# Lowrance Handheld GPS



## Ultraman (Feb 9, 2004)

Im going to purchase on of the units this weekend(Hunt c, Expedition). I want the electronic compass, voice recorder, which I know the Hunt and Expedition have. Why is the Hunt more expensive, whats the difference between the hunt and expedition? Im sure the Hunt c has more hunting icons on it. Does the Hunt c have any fishing icons? I hunt and fish so I need it to have both hunting and fishing icons. Just trying figure out why the cost difference. Thanks


----------



## waterfoul (May 18, 2005)

Check for yourself:

Expedition:

http://www.lowrance.com/en/Products/Outdoors/iFINDER-Expedition-C/

Hunt:

http://www.lowrance.com/en/Products/Outdoors/iFINDER-Hunt-C/


----------



## Hotwired (Jan 24, 2001)

Ultraman said:


> Im going to purchase on of the units this weekend(Hunt c, Expedition). I want the electronic compass, voice recorder, which I know the Hunt and Expedition have. Why is the Hunt more expensive, whats the difference between the hunt and expedition? Im sure the Hunt c has more hunting icons on it. Does the Hunt c have any fishing icons? I hunt and fish so I need it to have both hunting and fishing icons. Just trying figure out why the cost difference. Thanks


We are raffleing off an Expidition at the LSCWA meeting on Dec.17th.
Try your luck for $20 before you buy a new one.










http://www.michigan-sportsman.com/forum/showthread.php?t=252770&highlight=ifinder


----------



## TroutSeeker71 (Mar 24, 2008)

I have the Expedition C and absolutely love it! Got mine on amazon.com for $209 this summer. It has enough icons that you won't know what to do with them all! I use the deer head and treestand icons for hunting, and the large/small fish to distinguish different species when on the lake or stream. Drop the $ for the MapCreate 7.0 and you are in business! I travel a lot of Michigan and have yet to find myself in any sticky situation. You'll love it.


----------



## dangerousdanmcgrew (Apr 14, 2006)

I am considering getting one of these units and was curious what your experience has been with acquiring satellites in heavy canopy? I hunt the Western UP and get into some pretty thick stuff there.


----------



## chad 1 (Jan 23, 2001)

I have the hunt c and love it. I hunt the western side of the u.p and never had a problem with signal.
If you want lake depths you will have to get the Lakemasters promaps card.
$106 at jays. I just got one 2 weeks ago.


----------

Excerpts of location labeling data
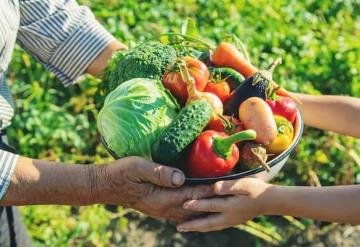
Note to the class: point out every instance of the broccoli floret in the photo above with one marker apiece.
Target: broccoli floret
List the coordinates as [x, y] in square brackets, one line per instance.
[149, 60]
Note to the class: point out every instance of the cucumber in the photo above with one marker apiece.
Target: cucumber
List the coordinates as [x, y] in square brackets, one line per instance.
[233, 77]
[183, 130]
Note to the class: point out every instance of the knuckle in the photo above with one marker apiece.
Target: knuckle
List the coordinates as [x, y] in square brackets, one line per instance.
[160, 174]
[211, 206]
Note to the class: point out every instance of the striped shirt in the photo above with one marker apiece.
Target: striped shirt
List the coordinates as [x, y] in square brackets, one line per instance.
[62, 35]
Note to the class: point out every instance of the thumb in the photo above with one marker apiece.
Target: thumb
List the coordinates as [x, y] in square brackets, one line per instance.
[232, 187]
[161, 175]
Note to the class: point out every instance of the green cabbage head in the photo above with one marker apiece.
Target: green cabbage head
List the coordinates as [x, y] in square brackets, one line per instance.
[134, 115]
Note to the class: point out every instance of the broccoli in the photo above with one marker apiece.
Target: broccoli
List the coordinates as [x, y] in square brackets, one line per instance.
[148, 60]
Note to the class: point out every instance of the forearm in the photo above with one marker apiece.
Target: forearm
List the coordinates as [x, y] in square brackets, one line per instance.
[99, 64]
[43, 182]
[340, 114]
[334, 204]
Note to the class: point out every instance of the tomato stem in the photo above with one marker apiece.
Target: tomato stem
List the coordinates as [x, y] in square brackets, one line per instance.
[223, 146]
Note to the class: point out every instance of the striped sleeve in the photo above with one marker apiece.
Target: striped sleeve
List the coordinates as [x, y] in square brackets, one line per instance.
[62, 35]
[7, 166]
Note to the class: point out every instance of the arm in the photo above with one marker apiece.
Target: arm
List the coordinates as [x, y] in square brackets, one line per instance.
[340, 114]
[335, 204]
[68, 40]
[247, 198]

__GIVEN REQUEST A__. According to the Lowrance GPS thread, what card do you need to get lake depths?
__GIVEN REQUEST B__. Write out the passage of the Lowrance GPS thread that starts at the words "## dangerousdanmcgrew (Apr" and runs through the words "(Jan 23, 2001)".

__CORRECT ANSWER A__. The Lakemasters promaps card.

__CORRECT ANSWER B__.
## dangerousdanmcgrew (Apr 14, 2006)

I am considering getting one of these units and was curious what your experience has been with acquiring satellites in heavy canopy? I hunt the Western UP and get into some pretty thick stuff there.


----------



## chad 1 (Jan 23, 2001)